- **Directive**: Reproduce the complete listing without any deviation.

- **Records provided**:
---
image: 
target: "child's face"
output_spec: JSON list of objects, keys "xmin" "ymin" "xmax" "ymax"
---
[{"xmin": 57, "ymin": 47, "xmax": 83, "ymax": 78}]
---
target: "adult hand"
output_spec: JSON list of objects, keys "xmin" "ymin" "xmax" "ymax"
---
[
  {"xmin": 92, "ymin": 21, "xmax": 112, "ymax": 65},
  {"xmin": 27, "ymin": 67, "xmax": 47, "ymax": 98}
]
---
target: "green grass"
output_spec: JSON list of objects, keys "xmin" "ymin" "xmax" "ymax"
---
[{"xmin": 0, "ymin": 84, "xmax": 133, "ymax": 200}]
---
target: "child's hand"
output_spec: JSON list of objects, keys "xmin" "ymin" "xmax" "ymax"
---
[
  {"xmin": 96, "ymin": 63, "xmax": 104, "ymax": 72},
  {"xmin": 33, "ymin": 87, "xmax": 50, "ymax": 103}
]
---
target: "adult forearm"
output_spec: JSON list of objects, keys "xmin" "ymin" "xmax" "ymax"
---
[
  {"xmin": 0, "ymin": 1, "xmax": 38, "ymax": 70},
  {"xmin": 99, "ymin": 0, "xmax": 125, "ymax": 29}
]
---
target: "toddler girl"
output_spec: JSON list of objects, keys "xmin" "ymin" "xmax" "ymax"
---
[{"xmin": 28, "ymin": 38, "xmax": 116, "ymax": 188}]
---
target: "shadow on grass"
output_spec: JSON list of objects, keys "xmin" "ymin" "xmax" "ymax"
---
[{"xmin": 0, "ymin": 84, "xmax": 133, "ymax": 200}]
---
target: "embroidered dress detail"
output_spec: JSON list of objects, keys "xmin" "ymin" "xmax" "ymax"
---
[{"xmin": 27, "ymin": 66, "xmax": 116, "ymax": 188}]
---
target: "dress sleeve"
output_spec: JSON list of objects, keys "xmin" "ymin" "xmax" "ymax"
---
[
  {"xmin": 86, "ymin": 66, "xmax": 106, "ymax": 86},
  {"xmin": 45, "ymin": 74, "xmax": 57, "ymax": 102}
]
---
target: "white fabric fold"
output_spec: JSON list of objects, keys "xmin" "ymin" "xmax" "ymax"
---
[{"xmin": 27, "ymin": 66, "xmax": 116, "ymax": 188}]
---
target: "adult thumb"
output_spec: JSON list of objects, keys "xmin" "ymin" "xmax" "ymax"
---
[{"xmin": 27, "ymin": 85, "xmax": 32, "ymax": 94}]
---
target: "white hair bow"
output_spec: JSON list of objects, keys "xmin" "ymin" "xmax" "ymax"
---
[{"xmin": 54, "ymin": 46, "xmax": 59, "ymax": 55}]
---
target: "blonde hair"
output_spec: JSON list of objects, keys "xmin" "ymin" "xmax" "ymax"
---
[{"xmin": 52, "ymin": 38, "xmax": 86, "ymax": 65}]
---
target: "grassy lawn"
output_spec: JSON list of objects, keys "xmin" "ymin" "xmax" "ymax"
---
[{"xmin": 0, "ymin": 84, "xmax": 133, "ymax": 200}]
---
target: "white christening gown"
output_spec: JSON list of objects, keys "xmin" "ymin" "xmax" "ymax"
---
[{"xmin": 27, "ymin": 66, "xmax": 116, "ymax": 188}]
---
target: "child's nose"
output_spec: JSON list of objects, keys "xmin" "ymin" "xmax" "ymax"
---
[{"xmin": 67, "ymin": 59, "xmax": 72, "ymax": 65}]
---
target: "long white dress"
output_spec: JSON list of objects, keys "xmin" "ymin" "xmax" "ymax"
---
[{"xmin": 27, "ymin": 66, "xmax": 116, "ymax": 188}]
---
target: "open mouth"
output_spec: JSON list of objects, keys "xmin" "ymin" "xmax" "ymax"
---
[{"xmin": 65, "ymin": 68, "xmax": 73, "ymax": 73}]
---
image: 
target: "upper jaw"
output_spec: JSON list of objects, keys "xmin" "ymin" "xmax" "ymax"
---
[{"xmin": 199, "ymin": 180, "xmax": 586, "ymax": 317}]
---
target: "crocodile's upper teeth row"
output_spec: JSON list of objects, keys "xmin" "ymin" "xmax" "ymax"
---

- **Task result**:
---
image: 
target: "child's face"
output_spec: JSON list of objects, keys "xmin" "ymin" "xmax" "ymax"
---
[{"xmin": 57, "ymin": 47, "xmax": 83, "ymax": 78}]
---
target: "adult hand"
output_spec: JSON list of objects, keys "xmin" "ymin" "xmax" "ymax"
---
[
  {"xmin": 92, "ymin": 21, "xmax": 112, "ymax": 65},
  {"xmin": 27, "ymin": 67, "xmax": 47, "ymax": 98}
]
---
target: "green grass"
output_spec: JSON list of objects, keys "xmin" "ymin" "xmax" "ymax"
---
[{"xmin": 0, "ymin": 84, "xmax": 133, "ymax": 200}]
---
target: "child's hand"
output_spec: JSON list of objects, keys "xmin" "ymin" "xmax" "ymax"
---
[
  {"xmin": 96, "ymin": 63, "xmax": 104, "ymax": 72},
  {"xmin": 33, "ymin": 87, "xmax": 50, "ymax": 103}
]
---
target: "adult forearm"
output_spec: JSON list of objects, keys "xmin" "ymin" "xmax" "ymax"
---
[
  {"xmin": 0, "ymin": 1, "xmax": 38, "ymax": 70},
  {"xmin": 99, "ymin": 0, "xmax": 125, "ymax": 29}
]
---
target: "toddler girl"
output_spec: JSON list of objects, keys "xmin" "ymin" "xmax" "ymax"
---
[{"xmin": 28, "ymin": 38, "xmax": 116, "ymax": 188}]
---
target: "shadow on grass"
output_spec: JSON list of objects, keys "xmin" "ymin" "xmax" "ymax"
---
[{"xmin": 0, "ymin": 84, "xmax": 133, "ymax": 200}]
---
target: "embroidered dress detail"
output_spec: JSON list of objects, keys "xmin" "ymin" "xmax" "ymax"
---
[{"xmin": 27, "ymin": 66, "xmax": 116, "ymax": 188}]
---
target: "dress sleeve"
output_spec: JSON list of objects, keys "xmin" "ymin" "xmax" "ymax"
---
[
  {"xmin": 86, "ymin": 66, "xmax": 106, "ymax": 86},
  {"xmin": 45, "ymin": 74, "xmax": 57, "ymax": 102}
]
---
target: "white fabric fold"
output_spec: JSON list of objects, keys "xmin" "ymin" "xmax" "ymax"
---
[{"xmin": 27, "ymin": 66, "xmax": 116, "ymax": 188}]
---
target: "adult thumb"
output_spec: JSON list of objects, keys "xmin" "ymin" "xmax" "ymax"
---
[{"xmin": 27, "ymin": 85, "xmax": 32, "ymax": 94}]
---
target: "white hair bow"
output_spec: JSON list of objects, keys "xmin" "ymin" "xmax" "ymax"
---
[{"xmin": 54, "ymin": 46, "xmax": 59, "ymax": 55}]
---
target: "blonde hair"
output_spec: JSON list of objects, keys "xmin" "ymin" "xmax" "ymax"
---
[{"xmin": 52, "ymin": 38, "xmax": 86, "ymax": 65}]
---
target: "grassy lawn"
output_spec: JSON list of objects, keys "xmin" "ymin" "xmax" "ymax"
---
[{"xmin": 0, "ymin": 84, "xmax": 133, "ymax": 200}]
---
target: "white christening gown"
output_spec: JSON list of objects, keys "xmin" "ymin" "xmax" "ymax"
---
[{"xmin": 27, "ymin": 66, "xmax": 116, "ymax": 188}]
---
target: "child's nose"
output_spec: JSON list of objects, keys "xmin" "ymin" "xmax" "ymax"
---
[{"xmin": 67, "ymin": 59, "xmax": 72, "ymax": 65}]
---
target: "long white dress"
output_spec: JSON list of objects, keys "xmin" "ymin" "xmax" "ymax"
---
[{"xmin": 27, "ymin": 66, "xmax": 116, "ymax": 188}]
---
target: "open mouth"
output_spec: JSON list of objects, keys "xmin" "ymin" "xmax" "ymax"
---
[{"xmin": 65, "ymin": 68, "xmax": 73, "ymax": 73}]
---
image: 
target: "upper jaw"
output_spec: JSON list of objects, keys "xmin" "ymin" "xmax" "ymax"
---
[{"xmin": 199, "ymin": 180, "xmax": 586, "ymax": 317}]
---
target: "crocodile's upper teeth row"
output_spec: JSON list of objects, keys "xmin" "ymin" "xmax" "ymax"
---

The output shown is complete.